### Exercise objective
Output every nonblank line of the entries as a Markdown table with the columns "Row" and "Entry line", starting at the line containing "ear shown in the photo above." and ending at the final line of the entries. Number the rows in order, and omit blank lines.

### Data rows
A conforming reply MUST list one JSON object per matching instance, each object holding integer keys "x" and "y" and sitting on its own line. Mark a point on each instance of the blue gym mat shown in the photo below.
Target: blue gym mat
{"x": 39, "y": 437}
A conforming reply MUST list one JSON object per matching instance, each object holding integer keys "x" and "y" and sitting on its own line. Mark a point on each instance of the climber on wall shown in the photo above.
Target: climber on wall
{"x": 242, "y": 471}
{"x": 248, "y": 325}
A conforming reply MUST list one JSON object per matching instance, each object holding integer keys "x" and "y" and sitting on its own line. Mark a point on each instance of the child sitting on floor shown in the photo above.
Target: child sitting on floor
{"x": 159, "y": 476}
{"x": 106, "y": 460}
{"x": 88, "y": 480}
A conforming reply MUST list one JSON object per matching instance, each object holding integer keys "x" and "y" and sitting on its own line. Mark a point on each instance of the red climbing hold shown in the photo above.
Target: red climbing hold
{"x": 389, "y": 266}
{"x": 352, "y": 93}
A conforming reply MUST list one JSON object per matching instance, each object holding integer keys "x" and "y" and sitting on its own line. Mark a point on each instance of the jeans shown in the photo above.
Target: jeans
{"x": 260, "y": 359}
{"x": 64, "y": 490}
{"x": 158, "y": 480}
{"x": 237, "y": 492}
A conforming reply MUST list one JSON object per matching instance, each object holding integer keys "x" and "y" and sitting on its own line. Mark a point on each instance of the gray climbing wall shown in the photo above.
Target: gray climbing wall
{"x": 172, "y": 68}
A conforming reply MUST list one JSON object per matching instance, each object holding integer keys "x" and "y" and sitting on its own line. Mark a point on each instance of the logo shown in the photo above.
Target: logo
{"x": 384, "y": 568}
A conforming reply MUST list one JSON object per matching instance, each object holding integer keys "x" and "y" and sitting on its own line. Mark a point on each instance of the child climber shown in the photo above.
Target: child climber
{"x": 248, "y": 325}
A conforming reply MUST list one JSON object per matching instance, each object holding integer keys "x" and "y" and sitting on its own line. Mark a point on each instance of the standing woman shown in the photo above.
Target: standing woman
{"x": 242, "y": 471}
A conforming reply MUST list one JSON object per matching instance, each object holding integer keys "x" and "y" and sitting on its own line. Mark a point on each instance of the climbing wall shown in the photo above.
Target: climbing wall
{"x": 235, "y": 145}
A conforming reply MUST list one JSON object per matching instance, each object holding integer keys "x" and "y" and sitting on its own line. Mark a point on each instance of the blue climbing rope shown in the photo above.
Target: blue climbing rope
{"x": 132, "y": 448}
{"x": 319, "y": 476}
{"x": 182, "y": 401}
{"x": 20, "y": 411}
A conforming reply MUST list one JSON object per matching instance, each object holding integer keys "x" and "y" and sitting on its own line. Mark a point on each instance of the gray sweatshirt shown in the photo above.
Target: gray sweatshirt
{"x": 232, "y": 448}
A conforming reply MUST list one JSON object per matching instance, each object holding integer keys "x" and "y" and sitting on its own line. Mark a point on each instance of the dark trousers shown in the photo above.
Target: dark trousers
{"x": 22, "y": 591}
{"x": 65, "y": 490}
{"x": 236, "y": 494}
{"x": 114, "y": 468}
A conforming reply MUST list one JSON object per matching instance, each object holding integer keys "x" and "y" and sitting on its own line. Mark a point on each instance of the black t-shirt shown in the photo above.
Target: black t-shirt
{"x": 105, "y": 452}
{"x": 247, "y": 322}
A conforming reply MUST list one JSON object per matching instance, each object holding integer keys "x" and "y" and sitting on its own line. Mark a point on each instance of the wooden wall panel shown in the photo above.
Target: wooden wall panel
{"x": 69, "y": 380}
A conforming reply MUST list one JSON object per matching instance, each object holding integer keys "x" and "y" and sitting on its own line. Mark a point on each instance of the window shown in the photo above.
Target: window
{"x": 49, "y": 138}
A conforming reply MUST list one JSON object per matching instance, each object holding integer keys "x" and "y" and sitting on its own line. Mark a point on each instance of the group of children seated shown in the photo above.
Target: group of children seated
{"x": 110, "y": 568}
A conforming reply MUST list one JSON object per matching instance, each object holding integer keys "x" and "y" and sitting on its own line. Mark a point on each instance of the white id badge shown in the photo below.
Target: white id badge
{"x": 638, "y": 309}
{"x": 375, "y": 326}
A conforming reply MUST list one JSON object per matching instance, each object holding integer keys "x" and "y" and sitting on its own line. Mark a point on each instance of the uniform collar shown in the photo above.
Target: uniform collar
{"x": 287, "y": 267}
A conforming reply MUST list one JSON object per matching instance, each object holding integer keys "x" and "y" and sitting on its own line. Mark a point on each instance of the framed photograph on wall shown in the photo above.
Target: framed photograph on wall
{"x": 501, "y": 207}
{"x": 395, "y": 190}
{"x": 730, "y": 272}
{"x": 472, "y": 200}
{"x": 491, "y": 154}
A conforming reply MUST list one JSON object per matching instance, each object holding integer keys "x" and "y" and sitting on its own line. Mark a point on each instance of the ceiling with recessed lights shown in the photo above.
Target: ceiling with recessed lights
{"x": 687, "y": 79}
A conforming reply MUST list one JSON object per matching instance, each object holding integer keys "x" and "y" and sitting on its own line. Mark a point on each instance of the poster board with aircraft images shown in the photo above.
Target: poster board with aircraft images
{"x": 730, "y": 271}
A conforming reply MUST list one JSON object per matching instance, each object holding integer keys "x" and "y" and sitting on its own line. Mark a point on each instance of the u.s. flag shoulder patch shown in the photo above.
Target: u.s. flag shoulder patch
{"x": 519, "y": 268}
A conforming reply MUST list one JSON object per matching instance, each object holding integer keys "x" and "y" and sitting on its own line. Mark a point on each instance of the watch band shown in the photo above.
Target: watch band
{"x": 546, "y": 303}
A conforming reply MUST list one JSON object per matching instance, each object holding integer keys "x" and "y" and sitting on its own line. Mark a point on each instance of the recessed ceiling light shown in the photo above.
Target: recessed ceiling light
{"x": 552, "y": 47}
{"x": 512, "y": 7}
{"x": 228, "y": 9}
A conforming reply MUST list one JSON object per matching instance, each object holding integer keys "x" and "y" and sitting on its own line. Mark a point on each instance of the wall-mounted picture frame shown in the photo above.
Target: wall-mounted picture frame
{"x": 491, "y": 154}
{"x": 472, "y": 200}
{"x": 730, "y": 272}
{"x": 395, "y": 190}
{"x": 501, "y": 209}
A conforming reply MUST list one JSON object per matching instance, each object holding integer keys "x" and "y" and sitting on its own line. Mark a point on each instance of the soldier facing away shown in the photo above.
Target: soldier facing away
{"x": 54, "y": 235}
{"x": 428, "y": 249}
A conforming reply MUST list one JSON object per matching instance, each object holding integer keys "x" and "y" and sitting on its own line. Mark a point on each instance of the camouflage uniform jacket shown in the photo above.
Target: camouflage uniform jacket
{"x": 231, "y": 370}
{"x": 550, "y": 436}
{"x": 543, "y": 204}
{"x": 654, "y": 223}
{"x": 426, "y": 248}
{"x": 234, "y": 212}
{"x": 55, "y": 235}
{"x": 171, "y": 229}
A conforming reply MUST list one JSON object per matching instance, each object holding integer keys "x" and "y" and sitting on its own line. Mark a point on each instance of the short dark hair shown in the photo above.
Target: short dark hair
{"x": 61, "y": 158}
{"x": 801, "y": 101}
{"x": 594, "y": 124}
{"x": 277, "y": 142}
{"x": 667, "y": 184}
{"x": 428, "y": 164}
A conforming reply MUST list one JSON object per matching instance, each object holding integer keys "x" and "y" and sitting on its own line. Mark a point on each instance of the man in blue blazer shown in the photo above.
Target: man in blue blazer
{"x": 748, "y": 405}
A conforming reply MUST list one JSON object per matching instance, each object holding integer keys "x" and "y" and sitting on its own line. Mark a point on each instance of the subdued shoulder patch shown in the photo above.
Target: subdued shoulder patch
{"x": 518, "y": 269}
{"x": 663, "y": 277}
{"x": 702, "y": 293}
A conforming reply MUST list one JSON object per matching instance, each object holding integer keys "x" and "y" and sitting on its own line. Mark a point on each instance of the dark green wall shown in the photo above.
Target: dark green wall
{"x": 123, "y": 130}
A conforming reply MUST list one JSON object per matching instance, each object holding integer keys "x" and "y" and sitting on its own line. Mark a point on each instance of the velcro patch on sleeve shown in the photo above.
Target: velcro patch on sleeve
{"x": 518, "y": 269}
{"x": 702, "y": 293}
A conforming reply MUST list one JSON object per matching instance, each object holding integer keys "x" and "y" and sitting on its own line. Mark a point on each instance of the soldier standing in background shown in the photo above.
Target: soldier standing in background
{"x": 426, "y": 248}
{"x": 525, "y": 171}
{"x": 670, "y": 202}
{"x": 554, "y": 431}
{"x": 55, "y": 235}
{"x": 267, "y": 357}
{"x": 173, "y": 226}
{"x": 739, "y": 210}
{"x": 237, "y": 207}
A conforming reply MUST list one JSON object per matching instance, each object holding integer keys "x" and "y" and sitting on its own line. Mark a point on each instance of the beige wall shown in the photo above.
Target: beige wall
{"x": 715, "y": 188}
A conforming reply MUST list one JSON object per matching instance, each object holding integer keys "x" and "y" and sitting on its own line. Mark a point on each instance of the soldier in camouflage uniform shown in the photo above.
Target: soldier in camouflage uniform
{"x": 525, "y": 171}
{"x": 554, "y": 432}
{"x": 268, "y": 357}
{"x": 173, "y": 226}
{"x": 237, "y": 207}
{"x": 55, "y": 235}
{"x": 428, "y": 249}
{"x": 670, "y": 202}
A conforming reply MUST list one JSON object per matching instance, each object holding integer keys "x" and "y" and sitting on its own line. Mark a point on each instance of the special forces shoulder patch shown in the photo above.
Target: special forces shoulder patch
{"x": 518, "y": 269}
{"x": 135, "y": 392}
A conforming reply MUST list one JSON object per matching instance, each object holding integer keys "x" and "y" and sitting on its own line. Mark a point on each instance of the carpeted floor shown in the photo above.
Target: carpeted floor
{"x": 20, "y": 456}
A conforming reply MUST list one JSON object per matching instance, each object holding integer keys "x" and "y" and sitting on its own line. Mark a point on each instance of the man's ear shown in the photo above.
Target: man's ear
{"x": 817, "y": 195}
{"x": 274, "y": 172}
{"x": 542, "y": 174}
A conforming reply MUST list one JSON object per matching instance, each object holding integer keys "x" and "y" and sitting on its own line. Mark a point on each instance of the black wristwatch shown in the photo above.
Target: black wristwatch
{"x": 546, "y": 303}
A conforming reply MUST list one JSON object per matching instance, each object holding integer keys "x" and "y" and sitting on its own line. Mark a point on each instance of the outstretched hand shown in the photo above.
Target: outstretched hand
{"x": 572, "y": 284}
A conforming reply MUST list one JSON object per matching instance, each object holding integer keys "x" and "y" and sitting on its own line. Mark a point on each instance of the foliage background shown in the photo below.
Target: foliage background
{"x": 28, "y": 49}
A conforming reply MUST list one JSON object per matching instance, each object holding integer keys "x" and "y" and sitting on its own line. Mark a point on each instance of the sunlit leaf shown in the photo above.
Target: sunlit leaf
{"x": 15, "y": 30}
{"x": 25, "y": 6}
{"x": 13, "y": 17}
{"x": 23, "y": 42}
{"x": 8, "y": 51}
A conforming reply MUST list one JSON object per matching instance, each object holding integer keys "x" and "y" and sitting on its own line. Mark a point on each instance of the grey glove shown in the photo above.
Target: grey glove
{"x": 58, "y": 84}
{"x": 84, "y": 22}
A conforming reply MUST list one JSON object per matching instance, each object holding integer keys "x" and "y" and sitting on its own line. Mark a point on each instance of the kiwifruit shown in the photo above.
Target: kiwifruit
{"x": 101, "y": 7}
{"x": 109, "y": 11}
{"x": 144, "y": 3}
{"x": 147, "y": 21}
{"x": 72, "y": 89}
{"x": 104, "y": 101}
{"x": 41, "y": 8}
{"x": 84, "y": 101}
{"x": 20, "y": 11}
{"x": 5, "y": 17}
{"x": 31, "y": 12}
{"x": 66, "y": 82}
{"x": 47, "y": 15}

### Result for this task
| Row | Entry line |
|---|---|
| 1 | A conforming reply MUST list one JSON object per matching instance, each object holding integer keys "x" and "y" and sitting on its own line. Mark a point on each instance of the man's ear shown in the photo above. |
| 2 | Target: man's ear |
| 3 | {"x": 817, "y": 195} |
| 4 | {"x": 274, "y": 172} |
| 5 | {"x": 542, "y": 174} |
| 6 | A conforming reply MUST list one JSON object per matching instance, each object holding integer keys "x" and "y" and sitting on its own line. Mark a point on each instance of the black wristwatch shown in the photo above. |
| 7 | Target: black wristwatch |
| 8 | {"x": 546, "y": 303} |
| 9 | A conforming reply MUST list one JSON object per matching instance, each object holding integer keys "x" and "y" and sitting on its own line. Mark a point on each instance of the outstretched hand shown in the photo above. |
| 10 | Target: outstretched hand |
| 11 | {"x": 572, "y": 284} |
| 12 | A conforming reply MUST list one JSON object per matching instance, each object holding integer keys "x" and "y" and sitting on its own line. Mark a point on each instance of the foliage background shown in the photo below. |
| 13 | Target: foliage background |
| 14 | {"x": 28, "y": 49} |
| 15 | A conforming reply MUST list one JSON object per matching instance, each object holding integer keys "x" and "y" and sitting on its own line. Mark a point on each instance of the sunlit leaf shown in the photo above. |
| 16 | Target: sunlit leaf |
| 17 | {"x": 15, "y": 30} |
| 18 | {"x": 25, "y": 6} |
| 19 | {"x": 13, "y": 17} |
| 20 | {"x": 23, "y": 42} |
| 21 | {"x": 8, "y": 51} |
| 22 | A conforming reply MUST list one JSON object per matching instance, each object holding integer keys "x" and "y" and sitting on its own line. Mark a point on each instance of the grey glove shown in the photo above. |
| 23 | Target: grey glove |
| 24 | {"x": 58, "y": 84} |
| 25 | {"x": 84, "y": 22} |
| 26 | A conforming reply MUST list one JSON object per matching instance, each object holding integer keys "x" and "y" and sitting on its own line. Mark a point on each instance of the kiwifruit shown in the photo above. |
| 27 | Target: kiwifruit |
| 28 | {"x": 101, "y": 7} |
| 29 | {"x": 109, "y": 11} |
| 30 | {"x": 144, "y": 3} |
| 31 | {"x": 147, "y": 21} |
| 32 | {"x": 72, "y": 89} |
| 33 | {"x": 104, "y": 101} |
| 34 | {"x": 41, "y": 8} |
| 35 | {"x": 84, "y": 101} |
| 36 | {"x": 20, "y": 11} |
| 37 | {"x": 5, "y": 17} |
| 38 | {"x": 31, "y": 12} |
| 39 | {"x": 66, "y": 82} |
| 40 | {"x": 47, "y": 15} |